_Document segment_.
When the Son of Man returns, it will be like it was in Noah’s day. In those days before the flood, the people were enjoying banquets and parties and weddings right up to the time Noah entered his boat. People didn’t realize what was going to happen until the flood came and swept them all away. That is the way it will be when the Son of Man comes. [Matthew 24:37-39 (NLT)]

black vulturesLast Friday, there was hardly a spot in the parking lot of a local warehouse club, empty carts were at a premium, and the wait for gas was over 30 minutes. Inside, people were gathered around the fork truck bringing down more generators, packages of batteries were being grabbed by the handful, and cases of bottled water were being snatched right out of the stockers’ hands. The supply of things like toilet paper, garbage bags, bleach wipes, and paper towels was dwindling fast.

June was the official start of hurricane season and even though our Florida newspapers were filled with articles about hurricane preparedness and several days were set aside as sales tax holidays for hurricane supplies, most people did little to prepare until Friday. Up to then, the “spaghetti plots” of Tropical Depression 9 were all over the place but that morning’s weather report showed them coming together over our part of the state. By that afternoon, forecasters predicted a major Category 3 hurricane and warned us to be prepared. By Saturday, the storm had a name (Ian) and the governor had declared a state of emergency for 24 counties!

_Provided data_.
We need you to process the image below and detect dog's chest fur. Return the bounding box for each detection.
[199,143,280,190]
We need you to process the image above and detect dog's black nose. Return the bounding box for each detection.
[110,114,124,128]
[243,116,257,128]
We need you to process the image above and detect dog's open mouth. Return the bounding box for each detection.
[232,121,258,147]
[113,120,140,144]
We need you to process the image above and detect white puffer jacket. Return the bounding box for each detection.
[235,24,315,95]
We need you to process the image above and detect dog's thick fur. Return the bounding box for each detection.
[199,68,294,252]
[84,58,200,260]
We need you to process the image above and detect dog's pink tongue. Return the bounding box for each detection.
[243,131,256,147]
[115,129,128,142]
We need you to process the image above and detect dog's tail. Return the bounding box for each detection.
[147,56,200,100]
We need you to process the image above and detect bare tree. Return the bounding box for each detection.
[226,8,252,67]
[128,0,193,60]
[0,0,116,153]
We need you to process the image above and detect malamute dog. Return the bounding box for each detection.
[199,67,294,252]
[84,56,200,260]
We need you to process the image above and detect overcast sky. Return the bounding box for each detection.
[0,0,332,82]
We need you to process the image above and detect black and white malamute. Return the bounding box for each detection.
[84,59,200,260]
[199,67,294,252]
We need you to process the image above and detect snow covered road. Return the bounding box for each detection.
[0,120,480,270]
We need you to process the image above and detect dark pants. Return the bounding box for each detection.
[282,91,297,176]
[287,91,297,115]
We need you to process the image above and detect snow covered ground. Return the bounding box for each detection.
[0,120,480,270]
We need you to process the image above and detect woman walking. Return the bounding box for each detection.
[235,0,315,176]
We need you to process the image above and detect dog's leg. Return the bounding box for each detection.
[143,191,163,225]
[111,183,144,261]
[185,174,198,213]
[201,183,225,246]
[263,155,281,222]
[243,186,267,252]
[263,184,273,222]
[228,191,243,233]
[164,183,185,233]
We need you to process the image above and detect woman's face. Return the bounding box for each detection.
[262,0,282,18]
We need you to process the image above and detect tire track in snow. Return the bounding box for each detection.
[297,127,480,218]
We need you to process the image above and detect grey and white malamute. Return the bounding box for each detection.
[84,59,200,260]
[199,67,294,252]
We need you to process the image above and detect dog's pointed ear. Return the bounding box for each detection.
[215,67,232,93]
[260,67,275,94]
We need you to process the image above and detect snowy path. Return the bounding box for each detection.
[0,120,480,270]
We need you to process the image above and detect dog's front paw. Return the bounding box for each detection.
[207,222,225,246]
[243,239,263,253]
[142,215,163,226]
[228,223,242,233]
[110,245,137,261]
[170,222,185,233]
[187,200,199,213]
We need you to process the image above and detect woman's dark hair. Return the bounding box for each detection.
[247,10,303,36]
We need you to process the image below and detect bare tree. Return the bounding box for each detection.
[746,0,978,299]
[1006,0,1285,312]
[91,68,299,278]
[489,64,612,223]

_Problem details_. Can you copy, word for word, the stretch of the hurricane passage from "black vulturesLast Friday, there" through "was dwindling fast."?

_Task answer_.
black vulturesLast Friday, there was hardly a spot in the parking lot of a local warehouse club, empty carts were at a premium, and the wait for gas was over 30 minutes. Inside, people were gathered around the fork truck bringing down more generators, packages of batteries were being grabbed by the handful, and cases of bottled water were being snatched right out of the stockers’ hands. The supply of things like toilet paper, garbage bags, bleach wipes, and paper towels was dwindling fast.